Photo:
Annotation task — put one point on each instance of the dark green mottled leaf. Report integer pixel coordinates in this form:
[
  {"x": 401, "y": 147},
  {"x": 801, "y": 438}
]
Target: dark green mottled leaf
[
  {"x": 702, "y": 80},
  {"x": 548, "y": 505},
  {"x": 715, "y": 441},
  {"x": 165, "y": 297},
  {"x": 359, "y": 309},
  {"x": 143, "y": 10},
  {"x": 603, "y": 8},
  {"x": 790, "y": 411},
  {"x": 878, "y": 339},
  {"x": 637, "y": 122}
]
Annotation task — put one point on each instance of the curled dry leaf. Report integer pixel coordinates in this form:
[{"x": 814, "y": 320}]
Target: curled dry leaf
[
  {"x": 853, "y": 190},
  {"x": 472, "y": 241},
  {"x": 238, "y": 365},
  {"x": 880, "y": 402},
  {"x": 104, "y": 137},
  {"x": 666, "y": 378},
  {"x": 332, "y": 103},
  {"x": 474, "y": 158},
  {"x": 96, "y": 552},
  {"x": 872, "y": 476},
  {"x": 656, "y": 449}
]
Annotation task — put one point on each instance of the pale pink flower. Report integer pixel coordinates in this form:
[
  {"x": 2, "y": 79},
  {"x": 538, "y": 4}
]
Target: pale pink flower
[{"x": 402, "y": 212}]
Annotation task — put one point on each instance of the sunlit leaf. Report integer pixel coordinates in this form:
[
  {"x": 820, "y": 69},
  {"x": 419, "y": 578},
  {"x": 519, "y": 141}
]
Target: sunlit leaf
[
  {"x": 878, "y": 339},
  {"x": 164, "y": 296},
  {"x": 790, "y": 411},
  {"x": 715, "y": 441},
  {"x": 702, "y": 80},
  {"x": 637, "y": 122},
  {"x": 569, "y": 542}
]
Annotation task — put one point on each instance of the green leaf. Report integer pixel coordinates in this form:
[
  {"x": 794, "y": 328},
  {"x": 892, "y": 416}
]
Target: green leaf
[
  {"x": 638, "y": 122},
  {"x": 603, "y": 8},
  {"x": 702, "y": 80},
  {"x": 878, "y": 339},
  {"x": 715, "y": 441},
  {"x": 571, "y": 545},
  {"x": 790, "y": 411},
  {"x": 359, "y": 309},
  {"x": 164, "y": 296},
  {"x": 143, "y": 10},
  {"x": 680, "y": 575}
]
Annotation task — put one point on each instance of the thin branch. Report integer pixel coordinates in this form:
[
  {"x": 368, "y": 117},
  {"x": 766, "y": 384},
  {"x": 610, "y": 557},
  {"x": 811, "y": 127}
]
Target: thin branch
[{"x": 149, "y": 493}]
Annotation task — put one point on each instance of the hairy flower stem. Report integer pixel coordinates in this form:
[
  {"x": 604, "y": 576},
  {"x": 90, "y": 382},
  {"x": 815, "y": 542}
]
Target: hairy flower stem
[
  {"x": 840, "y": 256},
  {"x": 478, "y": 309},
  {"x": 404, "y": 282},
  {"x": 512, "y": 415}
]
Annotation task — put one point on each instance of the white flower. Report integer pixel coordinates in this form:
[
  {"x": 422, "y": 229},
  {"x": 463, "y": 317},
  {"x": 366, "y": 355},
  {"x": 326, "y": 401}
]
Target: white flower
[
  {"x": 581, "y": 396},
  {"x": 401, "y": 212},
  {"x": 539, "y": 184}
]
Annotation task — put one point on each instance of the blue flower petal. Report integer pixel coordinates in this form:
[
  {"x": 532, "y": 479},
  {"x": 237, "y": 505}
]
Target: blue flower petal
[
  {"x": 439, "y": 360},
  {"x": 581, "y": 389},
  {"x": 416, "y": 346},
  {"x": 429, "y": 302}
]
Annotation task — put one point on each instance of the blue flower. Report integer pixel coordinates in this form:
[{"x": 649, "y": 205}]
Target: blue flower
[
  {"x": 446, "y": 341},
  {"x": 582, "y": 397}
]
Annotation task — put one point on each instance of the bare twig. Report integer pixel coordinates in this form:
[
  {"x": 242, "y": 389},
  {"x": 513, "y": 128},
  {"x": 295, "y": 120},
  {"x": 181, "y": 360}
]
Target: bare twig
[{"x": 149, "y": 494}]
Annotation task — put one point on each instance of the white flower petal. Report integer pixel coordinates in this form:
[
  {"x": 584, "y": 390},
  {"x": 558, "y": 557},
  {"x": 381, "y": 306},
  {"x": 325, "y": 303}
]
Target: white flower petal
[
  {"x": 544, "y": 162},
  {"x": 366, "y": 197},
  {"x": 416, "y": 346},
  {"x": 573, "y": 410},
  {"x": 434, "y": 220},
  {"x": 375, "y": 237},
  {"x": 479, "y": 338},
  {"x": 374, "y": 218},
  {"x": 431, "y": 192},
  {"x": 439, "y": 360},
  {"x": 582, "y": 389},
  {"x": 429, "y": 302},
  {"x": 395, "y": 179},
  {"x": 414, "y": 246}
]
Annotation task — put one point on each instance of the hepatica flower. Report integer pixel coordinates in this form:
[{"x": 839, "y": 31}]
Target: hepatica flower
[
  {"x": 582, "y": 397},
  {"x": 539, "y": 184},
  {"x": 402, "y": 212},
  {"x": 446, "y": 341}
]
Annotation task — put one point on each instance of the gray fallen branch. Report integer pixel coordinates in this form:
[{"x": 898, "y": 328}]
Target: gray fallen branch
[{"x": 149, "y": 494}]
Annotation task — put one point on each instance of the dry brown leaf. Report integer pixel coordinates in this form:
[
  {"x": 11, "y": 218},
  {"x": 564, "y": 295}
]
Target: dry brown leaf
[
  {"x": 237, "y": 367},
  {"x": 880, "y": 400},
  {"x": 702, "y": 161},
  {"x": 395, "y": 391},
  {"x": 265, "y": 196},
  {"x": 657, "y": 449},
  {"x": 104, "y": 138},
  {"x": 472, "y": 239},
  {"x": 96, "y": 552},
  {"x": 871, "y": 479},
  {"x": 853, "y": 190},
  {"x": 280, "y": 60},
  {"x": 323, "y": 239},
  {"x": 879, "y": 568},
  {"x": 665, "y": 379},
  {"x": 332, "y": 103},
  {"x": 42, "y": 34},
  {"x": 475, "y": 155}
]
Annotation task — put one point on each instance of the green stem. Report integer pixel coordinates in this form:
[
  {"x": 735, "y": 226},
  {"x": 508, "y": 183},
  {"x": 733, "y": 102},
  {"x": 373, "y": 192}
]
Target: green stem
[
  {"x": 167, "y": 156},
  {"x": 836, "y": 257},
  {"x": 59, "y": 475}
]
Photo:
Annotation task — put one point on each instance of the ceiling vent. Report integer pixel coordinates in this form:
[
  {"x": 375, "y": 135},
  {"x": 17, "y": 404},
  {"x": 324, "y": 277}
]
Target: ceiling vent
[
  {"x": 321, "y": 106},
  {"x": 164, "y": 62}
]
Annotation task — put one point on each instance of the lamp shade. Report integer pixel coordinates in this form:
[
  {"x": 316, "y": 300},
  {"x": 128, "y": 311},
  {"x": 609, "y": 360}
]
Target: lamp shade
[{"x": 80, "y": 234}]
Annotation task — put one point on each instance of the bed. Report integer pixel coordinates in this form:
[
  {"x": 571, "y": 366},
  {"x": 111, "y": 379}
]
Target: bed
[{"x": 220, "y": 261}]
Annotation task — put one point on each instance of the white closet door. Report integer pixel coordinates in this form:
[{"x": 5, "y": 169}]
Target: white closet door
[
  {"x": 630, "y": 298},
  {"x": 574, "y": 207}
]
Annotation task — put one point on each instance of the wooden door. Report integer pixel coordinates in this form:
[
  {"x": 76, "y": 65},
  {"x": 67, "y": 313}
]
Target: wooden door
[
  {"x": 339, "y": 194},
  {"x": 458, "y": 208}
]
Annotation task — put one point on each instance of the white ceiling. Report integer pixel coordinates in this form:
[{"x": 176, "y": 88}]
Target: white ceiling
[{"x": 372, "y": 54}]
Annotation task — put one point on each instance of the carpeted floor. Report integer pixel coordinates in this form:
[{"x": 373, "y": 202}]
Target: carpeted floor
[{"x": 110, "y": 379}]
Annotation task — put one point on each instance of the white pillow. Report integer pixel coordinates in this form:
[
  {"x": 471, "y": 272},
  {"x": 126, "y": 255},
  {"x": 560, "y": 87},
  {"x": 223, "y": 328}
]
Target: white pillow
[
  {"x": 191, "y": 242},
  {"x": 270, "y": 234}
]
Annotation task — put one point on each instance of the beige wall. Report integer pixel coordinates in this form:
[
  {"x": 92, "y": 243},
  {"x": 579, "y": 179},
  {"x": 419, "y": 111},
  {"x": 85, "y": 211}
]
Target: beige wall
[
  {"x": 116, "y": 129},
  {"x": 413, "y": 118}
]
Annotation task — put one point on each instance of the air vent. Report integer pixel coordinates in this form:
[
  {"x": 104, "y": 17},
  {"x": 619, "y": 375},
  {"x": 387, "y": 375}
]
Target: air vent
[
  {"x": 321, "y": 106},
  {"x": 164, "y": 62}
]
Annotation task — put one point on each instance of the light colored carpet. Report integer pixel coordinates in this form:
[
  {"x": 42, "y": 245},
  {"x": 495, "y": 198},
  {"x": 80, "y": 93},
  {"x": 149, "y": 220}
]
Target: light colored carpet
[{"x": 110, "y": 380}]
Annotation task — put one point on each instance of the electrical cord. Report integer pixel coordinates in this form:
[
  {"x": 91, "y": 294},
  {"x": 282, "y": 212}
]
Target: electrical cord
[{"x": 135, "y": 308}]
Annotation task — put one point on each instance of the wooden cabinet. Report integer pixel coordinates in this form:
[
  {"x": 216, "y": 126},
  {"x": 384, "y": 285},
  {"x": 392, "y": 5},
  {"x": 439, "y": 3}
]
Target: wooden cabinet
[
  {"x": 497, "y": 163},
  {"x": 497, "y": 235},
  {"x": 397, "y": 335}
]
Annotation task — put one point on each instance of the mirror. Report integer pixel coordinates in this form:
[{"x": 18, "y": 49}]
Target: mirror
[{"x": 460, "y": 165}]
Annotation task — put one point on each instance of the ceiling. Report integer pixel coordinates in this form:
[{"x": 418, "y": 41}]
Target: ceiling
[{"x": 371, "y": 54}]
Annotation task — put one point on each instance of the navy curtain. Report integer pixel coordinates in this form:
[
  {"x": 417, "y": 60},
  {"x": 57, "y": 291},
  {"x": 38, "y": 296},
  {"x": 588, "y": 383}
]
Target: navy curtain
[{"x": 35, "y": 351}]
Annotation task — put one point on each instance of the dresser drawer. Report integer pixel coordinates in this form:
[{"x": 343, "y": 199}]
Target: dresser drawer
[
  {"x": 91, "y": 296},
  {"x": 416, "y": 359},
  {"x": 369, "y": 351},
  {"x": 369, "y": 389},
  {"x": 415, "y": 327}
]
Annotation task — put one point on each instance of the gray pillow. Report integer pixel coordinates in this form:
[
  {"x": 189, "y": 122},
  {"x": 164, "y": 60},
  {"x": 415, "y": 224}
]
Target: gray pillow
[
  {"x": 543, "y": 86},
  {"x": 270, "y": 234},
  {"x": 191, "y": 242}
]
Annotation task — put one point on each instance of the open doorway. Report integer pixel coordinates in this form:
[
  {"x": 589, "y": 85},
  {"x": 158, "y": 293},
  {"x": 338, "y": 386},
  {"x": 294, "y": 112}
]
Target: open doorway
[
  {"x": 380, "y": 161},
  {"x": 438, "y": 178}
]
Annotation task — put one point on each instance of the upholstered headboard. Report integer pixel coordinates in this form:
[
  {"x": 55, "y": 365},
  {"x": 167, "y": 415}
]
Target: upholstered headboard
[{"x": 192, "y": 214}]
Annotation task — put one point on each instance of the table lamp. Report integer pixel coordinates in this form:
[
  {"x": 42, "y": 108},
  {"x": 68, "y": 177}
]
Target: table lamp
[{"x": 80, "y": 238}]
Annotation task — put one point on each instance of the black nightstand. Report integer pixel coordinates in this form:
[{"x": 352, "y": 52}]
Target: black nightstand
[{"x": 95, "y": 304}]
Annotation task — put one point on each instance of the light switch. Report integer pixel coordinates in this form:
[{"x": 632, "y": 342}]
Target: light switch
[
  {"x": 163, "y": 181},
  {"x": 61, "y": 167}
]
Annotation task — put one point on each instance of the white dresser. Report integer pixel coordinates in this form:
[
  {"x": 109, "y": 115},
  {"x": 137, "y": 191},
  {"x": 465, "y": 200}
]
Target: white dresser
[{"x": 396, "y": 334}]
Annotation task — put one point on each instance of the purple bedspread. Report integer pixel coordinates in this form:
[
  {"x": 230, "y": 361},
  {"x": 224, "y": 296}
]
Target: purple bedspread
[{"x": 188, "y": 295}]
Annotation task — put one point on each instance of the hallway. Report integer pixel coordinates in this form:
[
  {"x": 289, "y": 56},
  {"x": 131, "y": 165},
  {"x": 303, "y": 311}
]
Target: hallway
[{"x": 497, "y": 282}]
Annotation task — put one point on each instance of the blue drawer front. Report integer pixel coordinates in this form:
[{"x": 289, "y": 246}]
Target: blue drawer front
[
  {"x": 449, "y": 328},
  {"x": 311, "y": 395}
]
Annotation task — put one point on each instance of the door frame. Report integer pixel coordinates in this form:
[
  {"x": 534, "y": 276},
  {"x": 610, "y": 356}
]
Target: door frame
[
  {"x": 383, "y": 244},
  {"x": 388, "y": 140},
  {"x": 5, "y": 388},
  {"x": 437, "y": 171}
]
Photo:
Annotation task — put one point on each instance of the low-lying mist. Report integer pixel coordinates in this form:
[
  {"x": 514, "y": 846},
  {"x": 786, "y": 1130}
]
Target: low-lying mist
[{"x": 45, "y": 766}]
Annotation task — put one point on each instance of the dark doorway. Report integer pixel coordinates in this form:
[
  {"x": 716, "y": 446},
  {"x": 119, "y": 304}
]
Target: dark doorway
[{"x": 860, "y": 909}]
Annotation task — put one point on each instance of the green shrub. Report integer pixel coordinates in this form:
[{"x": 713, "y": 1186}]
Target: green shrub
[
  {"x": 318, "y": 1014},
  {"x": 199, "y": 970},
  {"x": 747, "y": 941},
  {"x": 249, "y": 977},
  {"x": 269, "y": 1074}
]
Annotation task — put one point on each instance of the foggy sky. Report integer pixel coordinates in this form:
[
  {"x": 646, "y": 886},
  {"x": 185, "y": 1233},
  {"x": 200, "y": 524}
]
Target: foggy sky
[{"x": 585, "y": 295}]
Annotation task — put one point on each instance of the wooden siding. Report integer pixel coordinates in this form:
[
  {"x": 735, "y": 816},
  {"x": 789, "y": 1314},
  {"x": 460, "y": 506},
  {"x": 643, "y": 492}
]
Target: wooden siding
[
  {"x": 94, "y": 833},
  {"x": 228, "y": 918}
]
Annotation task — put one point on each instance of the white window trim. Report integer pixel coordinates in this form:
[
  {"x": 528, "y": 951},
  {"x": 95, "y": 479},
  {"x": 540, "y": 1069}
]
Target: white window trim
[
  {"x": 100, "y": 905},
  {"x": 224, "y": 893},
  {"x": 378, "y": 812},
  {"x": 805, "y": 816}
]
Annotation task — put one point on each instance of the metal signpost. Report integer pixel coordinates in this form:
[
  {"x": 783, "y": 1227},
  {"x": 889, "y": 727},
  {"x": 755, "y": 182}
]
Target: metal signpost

..............................

#### [Instruction]
Every line from the one containing "of the foggy" through the end of the entries above must be echoed exactly, with both ends kept.

#### [Task result]
Annotation task — put one point on each instance of the foggy sky. Report integer pixel coordinates in this form:
[
  {"x": 646, "y": 886},
  {"x": 185, "y": 1233},
  {"x": 200, "y": 524}
]
Target: foggy sky
[{"x": 585, "y": 295}]
Annotation task — put one point on each instance of the wooden siding. Report integer pixel coordinates in this form:
[
  {"x": 735, "y": 816},
  {"x": 789, "y": 1314},
  {"x": 460, "y": 506},
  {"x": 643, "y": 492}
]
Target: wooden siding
[
  {"x": 94, "y": 833},
  {"x": 228, "y": 918}
]
Annotation task — put one point on each instance of the white window trim. Report integer pixel coordinates in this form:
[
  {"x": 528, "y": 951},
  {"x": 95, "y": 479},
  {"x": 540, "y": 1069}
]
Target: white window trim
[
  {"x": 100, "y": 905},
  {"x": 224, "y": 893},
  {"x": 378, "y": 812},
  {"x": 805, "y": 816}
]
Annotation task — put one point on each instance of the metal signpost. Report integer pixel coordinates in this form:
[
  {"x": 783, "y": 1227},
  {"x": 889, "y": 727},
  {"x": 755, "y": 182}
]
Target: metal signpost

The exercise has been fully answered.